» Instrucción
¿Puedes devolver, sin ningún cambio, el pasaje del texto sobre el orden legal mundial que empieza en "Un mundo justo" y termina en "los derechos humanos."?

» Fragmento proporcionado
Un mundo justo requiere un mundo legalmente bien ordenado, un orden legal mundial que derive sus poderes legítimos del consentimiento de las personas y que tenga como único objeto garantizar sus derechos personalísimos dentro de las comunidades donde les ha tocado vivir, sus derechos básicos, es decir, los derechos humanos.
El orden legal mundial
El primer problema de la teoría de la justicia doméstica, vernácula, es el de definir el ámbito de una comunidad política determinada, quiénes forman parte de ella y quiénes son extranjeros. No se puede eludir arbitrariamente «el problema de la definición de la comunidad» y dando por supuesto que los Estados actuales son «las unidades dentro de las cuales operan los principios de justicia”. Para una teoría de la justicia global, en un mundo globalizado, desde el puno de vista de la justicia y no de la economía como hoy sucede, radica en el problema de establecer los criterios de delimitación de la comunidad política, ya que desaparece, por definición, toda vez que, la comunidad política a estos efectos es la humanidad misma en su totalidad. Las objeciones que se han formulado a una delimitación de la comunidad tan sencilla pero tan extensa apelan tanto a su posibilidad como a su conveniencia dado que el desarrollo de las naciones tanto en lo cultural, como en lo político azas en la economía, difieren sensiblemente unas de otras.
Respecto a su posibilidad se aducen las evidentes diferencias entre la sociedad internacional y las sociedades nacionales amen de todas aquellas que dentro de un mismo conglomerado social discrepan y explotan sentimientos nacionalistas diversos por razones de lengua, origen e inclusive por razones puramente ideológicas como ocurre en varios países europeos. Principalmente se alega que en el ámbito internacional concurren un defecto institucional, la ausencia de un aparato coercitivo, y un defecto volitivo emocional, la ausencia de sentimiento comunitarios compartidos. Pero, debemos subrayar que, estos defectos son meramente contingentes y lo cierto es que argumentar la imposibilidad de configurar un demos universal porque no hay un previo ethnos (grupo étnico, nación) universal supone, por un lado, ignorar que «las naciones han sido con frecuencia el resultado de procesos de construcción nacional exitosos o no llevados a cabo por los Estados, voluntaria e impositivamente, sobre poblaciones carentes del deseado nivel de homogeneidad e identidad común y, de otro lado, incurrir en la falacia de olvidar las alternativas ya que si el cosmopolitismo defiende la promoción de un sentimiento étnico común -el humanismo- para fundar sobre él un orden legal universal es, obviamente, porque ni aquel sentimiento ni este orden existen actualmente. Lo que el cosmopolitismo pretende es, precisamente, ofrecer una alternativa.

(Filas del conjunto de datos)

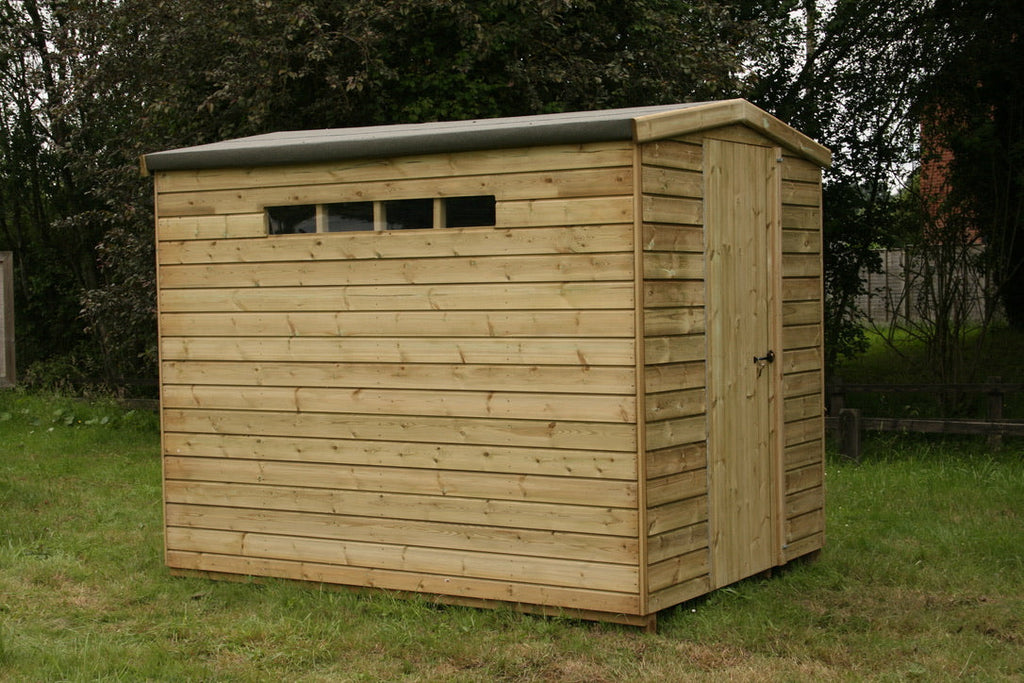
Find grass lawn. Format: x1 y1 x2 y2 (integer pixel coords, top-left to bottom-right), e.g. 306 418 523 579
0 391 1024 681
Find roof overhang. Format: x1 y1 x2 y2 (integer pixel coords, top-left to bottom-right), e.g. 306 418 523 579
140 99 831 175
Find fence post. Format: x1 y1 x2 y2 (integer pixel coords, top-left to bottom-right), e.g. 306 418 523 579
839 408 860 463
828 377 846 415
985 377 1002 451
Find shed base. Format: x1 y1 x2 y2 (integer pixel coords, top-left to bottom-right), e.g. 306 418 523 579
170 568 657 633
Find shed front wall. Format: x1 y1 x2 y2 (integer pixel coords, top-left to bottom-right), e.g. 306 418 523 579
149 143 647 614
641 126 824 612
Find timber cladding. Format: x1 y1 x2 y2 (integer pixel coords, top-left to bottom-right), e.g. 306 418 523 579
146 101 827 625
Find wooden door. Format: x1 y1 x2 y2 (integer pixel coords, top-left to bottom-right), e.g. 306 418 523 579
705 139 781 588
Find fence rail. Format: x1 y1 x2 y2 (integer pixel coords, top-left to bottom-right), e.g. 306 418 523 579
825 377 1024 460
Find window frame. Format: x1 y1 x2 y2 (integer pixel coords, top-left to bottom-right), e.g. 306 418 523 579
263 195 498 237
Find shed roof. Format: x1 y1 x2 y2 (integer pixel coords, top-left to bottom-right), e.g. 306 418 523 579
141 99 831 173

» Resultado esperado
Un mundo justo requiere un mundo legalmente bien ordenado, un orden legal mundial que derive sus poderes legítimos del consentimiento de las personas y que tenga como único objeto garantizar sus derechos personalísimos dentro de las comunidades donde les ha tocado vivir, sus derechos básicos, es decir, los derechos humanos.